Object position labeling entries:
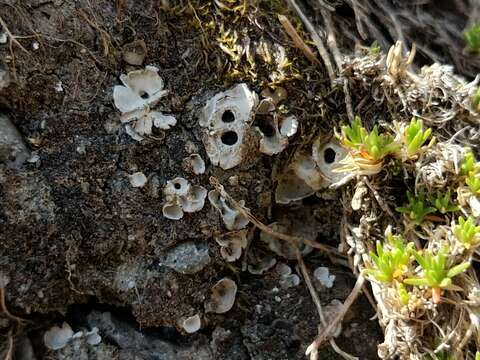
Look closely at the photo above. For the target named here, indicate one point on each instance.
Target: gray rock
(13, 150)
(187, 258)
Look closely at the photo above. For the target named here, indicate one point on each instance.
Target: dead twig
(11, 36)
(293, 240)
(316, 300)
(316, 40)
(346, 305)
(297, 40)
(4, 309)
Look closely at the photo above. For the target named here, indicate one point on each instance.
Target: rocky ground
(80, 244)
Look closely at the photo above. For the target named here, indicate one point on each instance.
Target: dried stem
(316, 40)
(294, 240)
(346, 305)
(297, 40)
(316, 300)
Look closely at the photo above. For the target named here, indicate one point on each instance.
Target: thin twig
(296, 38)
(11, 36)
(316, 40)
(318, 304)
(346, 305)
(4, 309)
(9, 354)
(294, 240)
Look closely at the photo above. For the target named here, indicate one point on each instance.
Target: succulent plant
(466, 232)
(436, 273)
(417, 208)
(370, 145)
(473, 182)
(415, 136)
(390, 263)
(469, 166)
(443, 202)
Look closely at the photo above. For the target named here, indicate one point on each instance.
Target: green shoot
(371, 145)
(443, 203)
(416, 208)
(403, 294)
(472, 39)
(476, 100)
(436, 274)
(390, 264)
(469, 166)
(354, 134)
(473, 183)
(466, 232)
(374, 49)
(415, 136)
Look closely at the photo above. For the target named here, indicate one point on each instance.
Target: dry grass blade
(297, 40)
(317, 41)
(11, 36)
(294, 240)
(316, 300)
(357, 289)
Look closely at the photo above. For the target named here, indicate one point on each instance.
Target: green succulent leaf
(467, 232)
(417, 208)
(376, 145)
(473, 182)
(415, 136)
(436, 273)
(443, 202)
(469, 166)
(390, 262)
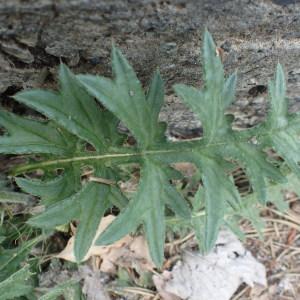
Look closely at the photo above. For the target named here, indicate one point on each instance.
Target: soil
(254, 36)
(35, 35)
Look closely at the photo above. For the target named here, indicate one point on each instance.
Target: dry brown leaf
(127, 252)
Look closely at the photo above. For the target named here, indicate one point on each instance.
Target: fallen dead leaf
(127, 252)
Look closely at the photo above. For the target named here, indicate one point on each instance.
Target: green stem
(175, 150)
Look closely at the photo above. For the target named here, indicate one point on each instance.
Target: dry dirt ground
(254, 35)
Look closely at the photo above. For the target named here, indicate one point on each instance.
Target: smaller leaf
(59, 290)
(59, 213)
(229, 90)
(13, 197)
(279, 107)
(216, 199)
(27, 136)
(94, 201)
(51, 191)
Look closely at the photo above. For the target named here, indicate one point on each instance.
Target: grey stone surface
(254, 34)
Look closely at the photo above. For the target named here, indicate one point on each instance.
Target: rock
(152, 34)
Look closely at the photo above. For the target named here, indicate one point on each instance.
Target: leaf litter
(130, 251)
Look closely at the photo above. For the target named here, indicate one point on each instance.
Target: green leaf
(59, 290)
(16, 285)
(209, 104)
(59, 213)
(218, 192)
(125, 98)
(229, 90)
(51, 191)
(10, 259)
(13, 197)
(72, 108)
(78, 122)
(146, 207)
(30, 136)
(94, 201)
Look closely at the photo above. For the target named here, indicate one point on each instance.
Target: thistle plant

* What you will do: Repeat the records above exactly, leaving out the pictures.

* Exercise answer:
Look closely at the photo above. For the target named here, indicate one point on each instance.
Target: gray rock
(13, 150)
(187, 258)
Look closely at the photo above. For the target named here, indicate one point on each instance.
Target: dead twig
(11, 36)
(293, 240)
(316, 300)
(316, 40)
(346, 305)
(297, 40)
(4, 309)
Look closely at the photo above. For the target named here, indicate one point on each instance.
Target: rocky ground
(80, 244)
Look closely at the photo above. For the target named here, indicate one point on each instance.
Target: dried stem
(316, 40)
(294, 240)
(346, 305)
(297, 40)
(316, 300)
Look closely at the photo above. For the target named here, indicate one point on each instance.
Target: thin twig
(296, 38)
(11, 36)
(316, 40)
(318, 304)
(346, 305)
(4, 309)
(9, 354)
(294, 240)
Look closely at the photo above. For the target named here, indicate one point on each instance.
Target: succulent plant
(466, 232)
(436, 273)
(417, 208)
(370, 145)
(473, 182)
(415, 136)
(390, 263)
(469, 166)
(443, 202)
Look closely at the photo above. For the target named here, indicate one point on each instance.
Target: green shoot
(371, 145)
(443, 203)
(416, 208)
(403, 294)
(472, 39)
(476, 100)
(436, 274)
(390, 264)
(469, 166)
(354, 134)
(473, 183)
(466, 232)
(374, 49)
(415, 136)
Look closely at the photo above. For the target named here, indicate one point on each instance.
Target: dry grass blade
(297, 40)
(317, 41)
(11, 36)
(294, 240)
(316, 300)
(357, 289)
Look closely at the photo above. For the target named here, indicate one point on each instance.
Target: green succulent leaf
(467, 232)
(417, 208)
(376, 145)
(473, 182)
(415, 136)
(436, 273)
(443, 202)
(469, 166)
(390, 262)
Look closely at the photo above. For the target named here, indicate one point on each instance.
Target: soil
(254, 36)
(35, 35)
Look closely at the photo above. For the target named here, indicate one point on each instance.
Target: dry brown leaf
(127, 252)
Look closely at the photo above. For the target named here, indicate one point on each instance.
Target: fallen dead leaf
(127, 252)
Look closely at the photo above. For the target named here, indicate one point on each instance.
Target: green stem
(175, 150)
Look closely at the photo above. For the target named here, indicate one point on each instance.
Target: dry dirt ground
(254, 35)
Look closely at the photo above. For the target named here, indicate one point on each instance.
Target: smaller leaf
(59, 290)
(59, 213)
(229, 90)
(13, 197)
(279, 107)
(216, 199)
(27, 136)
(94, 201)
(51, 191)
Look closely at the photo above. For the target named here, indicate one point on each instance.
Target: grey stone surface
(254, 34)
Look closely at the photo above. For the target named here, indicate one point on each instance.
Target: rock
(152, 34)
Look closely at the photo above. For the target named here, indicate one point on each instance.
Target: leaf litter
(130, 251)
Look closely at the photo above. For the target named here, indicate one point on each instance.
Target: green leaf
(59, 290)
(16, 285)
(209, 104)
(59, 213)
(218, 192)
(125, 98)
(229, 90)
(51, 191)
(10, 259)
(13, 197)
(72, 108)
(78, 122)
(146, 207)
(30, 136)
(94, 201)
Look closely at the photo above. For the target named here, indicate one point on each instance.
Target: thistle plant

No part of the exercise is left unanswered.